- **TO BE DONE**
Pick up the text on bull and bear markets after its final sentence and keep writing it.

- **QUOTED TEXT**
=-=-=-=-=

Bull Run vs Bear Run

A bull market represents a sustained increase in prices. In the case of equity markets, a bull market denotes a rise in the prices of companies’ shares. As mentioned above, the bull market is an optimistic phase. In a bull run, investors often have faith that the uptrend will continue over the long term. In this run, the country’s economy is competitively strong and employment levels are also high.

Bull Run Vs Bear Run: What’s the difference?

Talking about the bear run. In a bear market, share prices are continuously dropping. Since it is a pessimistic phase. Investors believe that the downward trend will continue. This belief further results in a downward spiral. During a bear market, the economy slows down and unemployment rises as companies begin laying off workers.

In the bull market, many investors wish to buy securities but only a few are willing to sell. As a result, share prices will rise as investors compete to obtain available equity. Whereas in the bear market, more people are looking to sell than buy. The demand is significantly lower than supply which leads to a decline in share prices.

=-=-=-=-=

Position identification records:
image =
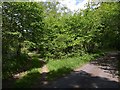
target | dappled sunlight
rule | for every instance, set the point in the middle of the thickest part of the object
(109, 63)
(83, 80)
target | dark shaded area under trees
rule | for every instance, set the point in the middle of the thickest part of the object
(38, 27)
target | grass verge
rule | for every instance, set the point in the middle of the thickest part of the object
(61, 67)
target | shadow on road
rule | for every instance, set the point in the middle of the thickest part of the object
(82, 79)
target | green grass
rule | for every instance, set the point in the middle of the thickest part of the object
(61, 67)
(29, 79)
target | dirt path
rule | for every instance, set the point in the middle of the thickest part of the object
(101, 73)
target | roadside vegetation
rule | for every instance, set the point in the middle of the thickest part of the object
(37, 34)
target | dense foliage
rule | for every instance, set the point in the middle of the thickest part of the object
(42, 28)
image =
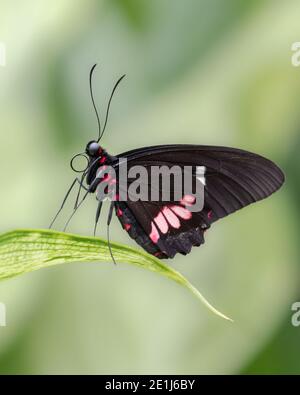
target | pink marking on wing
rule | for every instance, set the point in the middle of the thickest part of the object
(171, 218)
(154, 235)
(161, 223)
(106, 177)
(182, 212)
(188, 200)
(127, 227)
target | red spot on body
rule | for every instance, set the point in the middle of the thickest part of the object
(182, 212)
(161, 223)
(106, 177)
(188, 200)
(154, 235)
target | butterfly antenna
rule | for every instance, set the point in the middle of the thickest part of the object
(108, 106)
(93, 101)
(108, 235)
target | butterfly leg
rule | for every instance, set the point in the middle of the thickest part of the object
(97, 216)
(80, 203)
(65, 199)
(108, 236)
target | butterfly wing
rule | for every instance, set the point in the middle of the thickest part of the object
(234, 179)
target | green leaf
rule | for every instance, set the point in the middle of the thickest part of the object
(26, 250)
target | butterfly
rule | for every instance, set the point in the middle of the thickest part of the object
(234, 179)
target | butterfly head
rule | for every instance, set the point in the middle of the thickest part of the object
(93, 149)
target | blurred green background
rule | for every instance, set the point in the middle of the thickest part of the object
(198, 71)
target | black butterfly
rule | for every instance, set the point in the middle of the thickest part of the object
(234, 179)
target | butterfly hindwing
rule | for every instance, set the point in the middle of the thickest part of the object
(234, 179)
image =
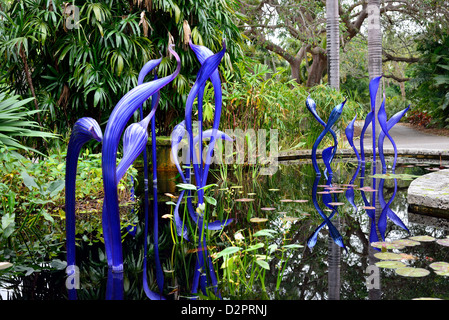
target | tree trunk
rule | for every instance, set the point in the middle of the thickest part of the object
(316, 70)
(29, 80)
(375, 70)
(333, 43)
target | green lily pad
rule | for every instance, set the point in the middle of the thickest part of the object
(387, 245)
(406, 242)
(441, 268)
(388, 256)
(5, 265)
(443, 242)
(423, 238)
(412, 272)
(390, 264)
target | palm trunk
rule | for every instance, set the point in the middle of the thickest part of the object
(375, 70)
(29, 80)
(333, 43)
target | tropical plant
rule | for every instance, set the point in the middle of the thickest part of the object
(430, 84)
(85, 67)
(16, 124)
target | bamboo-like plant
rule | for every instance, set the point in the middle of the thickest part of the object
(135, 138)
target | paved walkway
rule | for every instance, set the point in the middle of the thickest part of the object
(406, 137)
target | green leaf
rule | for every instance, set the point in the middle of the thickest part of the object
(263, 264)
(412, 272)
(28, 180)
(293, 246)
(228, 251)
(211, 200)
(255, 247)
(265, 233)
(186, 186)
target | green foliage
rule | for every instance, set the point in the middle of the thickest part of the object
(254, 98)
(430, 90)
(84, 71)
(16, 124)
(32, 204)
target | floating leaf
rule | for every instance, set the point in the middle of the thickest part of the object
(407, 242)
(264, 232)
(258, 220)
(5, 265)
(441, 268)
(263, 264)
(336, 203)
(423, 238)
(412, 272)
(244, 200)
(390, 264)
(388, 256)
(443, 242)
(387, 245)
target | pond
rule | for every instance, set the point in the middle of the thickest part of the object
(268, 256)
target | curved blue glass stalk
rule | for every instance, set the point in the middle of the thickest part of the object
(311, 106)
(387, 212)
(349, 131)
(373, 237)
(334, 116)
(368, 120)
(373, 88)
(85, 129)
(334, 233)
(121, 114)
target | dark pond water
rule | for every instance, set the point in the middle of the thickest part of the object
(281, 203)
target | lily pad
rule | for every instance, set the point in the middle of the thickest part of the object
(258, 220)
(286, 218)
(423, 238)
(443, 242)
(244, 199)
(406, 242)
(412, 272)
(336, 203)
(441, 268)
(388, 256)
(387, 245)
(390, 264)
(5, 265)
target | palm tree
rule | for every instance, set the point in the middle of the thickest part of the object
(374, 70)
(333, 68)
(333, 43)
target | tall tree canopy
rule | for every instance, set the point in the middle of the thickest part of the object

=-=-=-=-=

- **TASK RESULT**
So far we have learned that bear markets are associated with a weak economy. Businesses are unable to record huge profits since the consumers are not spending nearly enough. Such a decline in profits directly affects the way the market values stocks. The reverse occurs in bull markets since people have more money to spend, this drives and strengthens the economy.

Summing Up

We can conclude that both bear and bull markets will have a large influence on your investments. Hence observing where the market is going is essential homework to do before investing. However, over the long term, the stock market has always taken a positive return. Whether it be bull run or bear run, they both aren’t there for a long run. Because a bear run may lead to even stronger market returns whereas the bull market may face a drastic fall.